Start SOURCE EXCERPT

You are currently browsing the Breaching The Web blog archives for August, 2006.


August 21st, 2006

I went to see Snakes on a Plane Friday. It was exactly what I expected — total awesomeness. There are two groups of people I would recommend this movie to:

(1) People who squealed in delight when they first heard that Samuel L. Jackson was going to be in a movie called Snakes on a Plane, and

(2) Fans of old-school disaster flicks, like Towering Inferno, Airport, or Earthquake.

If you aren’t in one of those groups, you should probably take a pass on SoaP — although you will be missing a lot of awesomeness.


August 17th, 2006

I’ve been reading a bit about the U.S. District court decision declaring warentless wire taps unconstitutional, and there’s one detail that I don’t understand about the case. It’s this:

The government argued that the program is well within the president’s authority, but said proving that would require revealing state secrets.

I don’t understand how proving a constitutional right requires revealing state secrets — this kind of argument should not rely on concrete examples and evidence, it should rely on abstract principles, laws and the constitution. Am I wrong in this understanding? I can only assume that the administration is keeping its powder dry for an appeal, where they can anticipate a friendlier court.

End SOURCE EXCERPT

--- EXERCISE REQUIREMENTS ---
a. On what day does the blog archive say the writer went to see Snakes on a Plane?
b. State whether each statement agrees with the blog archive, and support each answer with the deciding words quoted from it: (i) The writer recommends the film to fans of old-school disaster movies. (ii) The government argued that the program exceeds the president's authority. (iii) The writer expects the administration to face a less friendly court on appeal.
c. Reproduce the blog archive word for word, from "(2) Fans of" down to "revealing state secrets.".
The data that follow bear no relation to the blog archive.

Start DATA EXTRACT

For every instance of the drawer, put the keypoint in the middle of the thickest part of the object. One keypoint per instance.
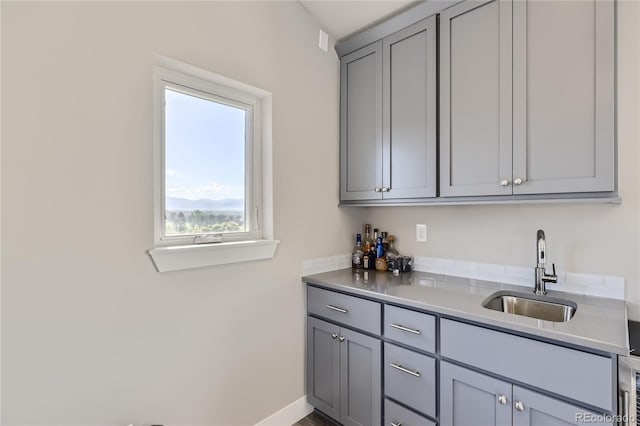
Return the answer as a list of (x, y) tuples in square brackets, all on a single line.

End DATA EXTRACT

--- IN RESPONSE ---
a. Friday.

b.
(i) Yes: "Fans of old-school disaster flicks, like Towering Inferno, Airport, or Earthquake."
(ii) No: "The government argued that the program is well within the president’s authority"
(iii) No: "where they can anticipate a friendlier court."

c.
(2) Fans of old-school disaster flicks, like Towering Inferno, Airport, or Earthquake.

If you aren’t in one of those groups, you should probably take a pass on SoaP — although you will be missing a lot of awesomeness.


August 17th, 2006

I’ve been reading a bit about the U.S. District court decision declaring warentless wire taps unconstitutional, and there’s one detail that I don’t understand about the case. It’s this:

The government argued that the program is well within the president’s authority, but said proving that would require revealing state secrets.